◆ TEXT PASSAGE ◆
* START *
FMCSA encourages you to participate by submitting comments and related materials.

Submitting Comments

If you submit a comment, please include the docket number for this notice (FMCSA-2017-0133), indicate the specific section of this document to which the comment applies, and provide a reason for suggestions or recommendations. You may submit your comments and material online or by fax, mail, or hand delivery, but please use only one of these means. FMCSA recommends that you include your name and a mailing address, an email address, or a phone number in the body of your document so the Agency can contact you if it has questions regarding your submission.

To submit your comments online, go to and put the docket number, “FMCSA-2017-0133” in the “Keyword” box, and click “Search.” When the new screen appears, click on “Comment Now!” button and type your comment into the text box in the following screen. Choose whether you are submitting your comment as an individual or on behalf of a third party and then submit. If you submit your comments by mail or hand delivery, submit them in an unbound format, no larger than 81/2 by 11 inches, suitable for copying and electronic filing. If you submit comments by mail and would like to know that they reached the facility, please enclose a stamped, self-addressed postcard or envelope. FMCSA will consider all comments and material received during the comment period and may grant or not grant this application based on your comments.

II. Legal Basis

FMCSA has authority under 49 U.S.C. 31136(e) and 31315 to grant exemptions from certain parts of the Federal Motor Carrier Safety Regulations (FMCSRs). FMCSA must publish a notice of each exemption request in the Federal Register (49 CFR 381.315(a)). The Agency must provide the public an Start Printed Page 20416opportunity to inspect the information relevant to the application, including any safety analyses that have been conducted. The Agency must also provide an opportunity for public comment on the request.

The Agency reviews safety analyses and public comments submitted, and determines whether granting the exemption would likely achieve a level of safety equivalent to, or greater than, the level that would be achieved by the current regulation (49 CFR 381.305). The decision of the Agency must be published in the Federal Register (49 CFR 381.315(b)) with the reasons for denying or granting the application and, if granted, the name of the person or class of persons receiving the exemption, and the regulatory provision from which the exemption is granted. The notice must also specify the effective period and explain the terms and conditions of the exemption. The exemption may be renewed (49 CFR 381.300(b)).
* END *
◆ WHAT IS ASKED ◆
A - Copy everything from "II. Legal Basis" down to "on the request." in the exemption notice, swapping "exemptions" for "waivers".
B - Which docket number does the exemption notice ask commenters to include?

◆ MATERIAL ◆
* START *
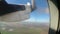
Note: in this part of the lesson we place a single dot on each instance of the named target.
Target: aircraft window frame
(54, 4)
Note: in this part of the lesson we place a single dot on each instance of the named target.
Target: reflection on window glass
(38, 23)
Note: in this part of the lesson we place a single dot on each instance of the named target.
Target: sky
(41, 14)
* END *
* START *
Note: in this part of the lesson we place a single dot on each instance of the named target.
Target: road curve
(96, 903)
* END *
* START *
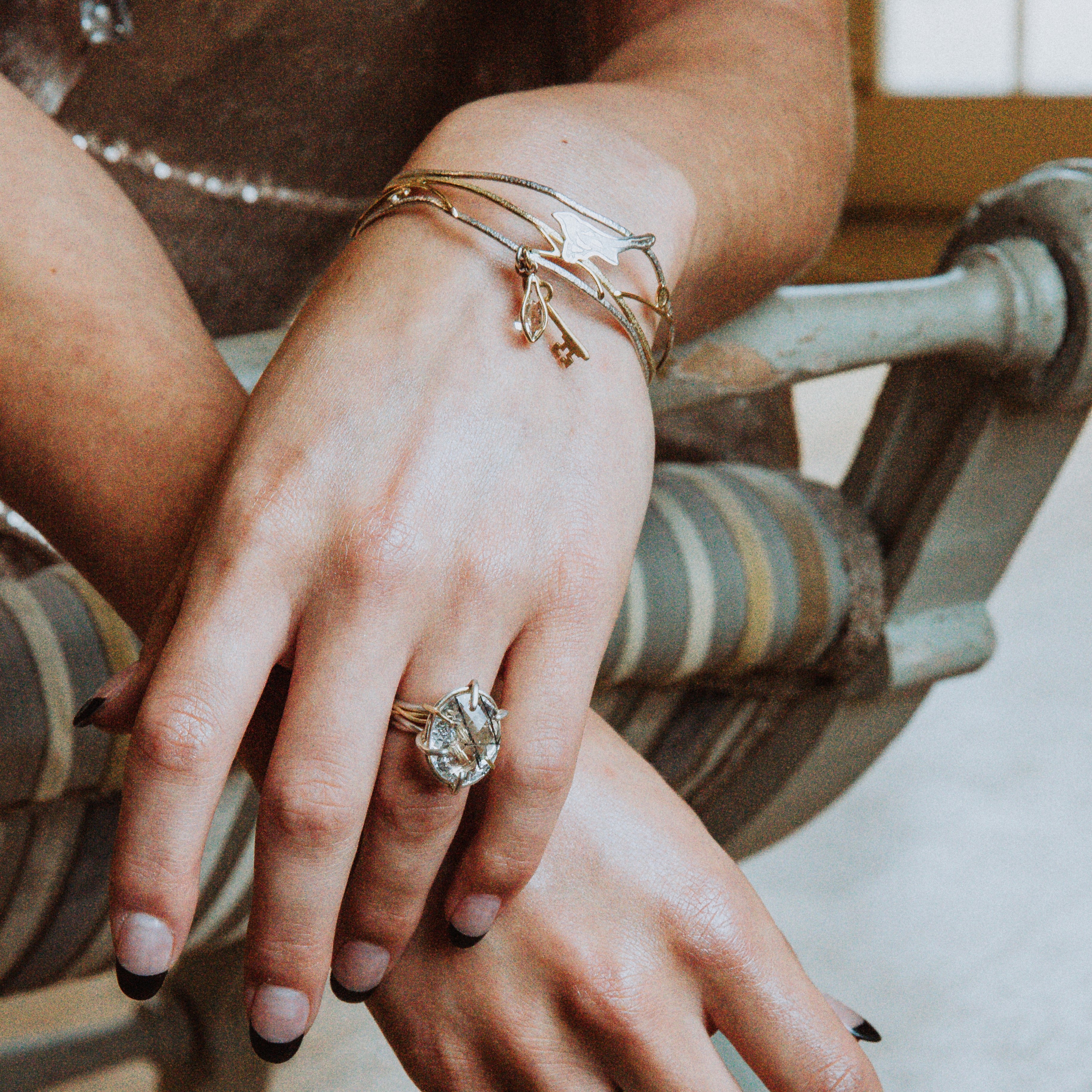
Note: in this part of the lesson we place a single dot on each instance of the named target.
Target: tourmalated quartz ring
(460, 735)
* END *
◆ SOLUTIONS TO THE EXERCISE ◆
A -
II. Legal Basis

FMCSA has authority under 49 U.S.C. 31136(e) and 31315 to grant waivers from certain parts of the Federal Motor Carrier Safety Regulations (FMCSRs). FMCSA must publish a notice of each exemption request in the Federal Register (49 CFR 381.315(a)). The Agency must provide the public an Start Printed Page 20416opportunity to inspect the information relevant to the application, including any safety analyses that have been conducted. The Agency must also provide an opportunity for public comment on the request.

B - FMCSA-2017-0133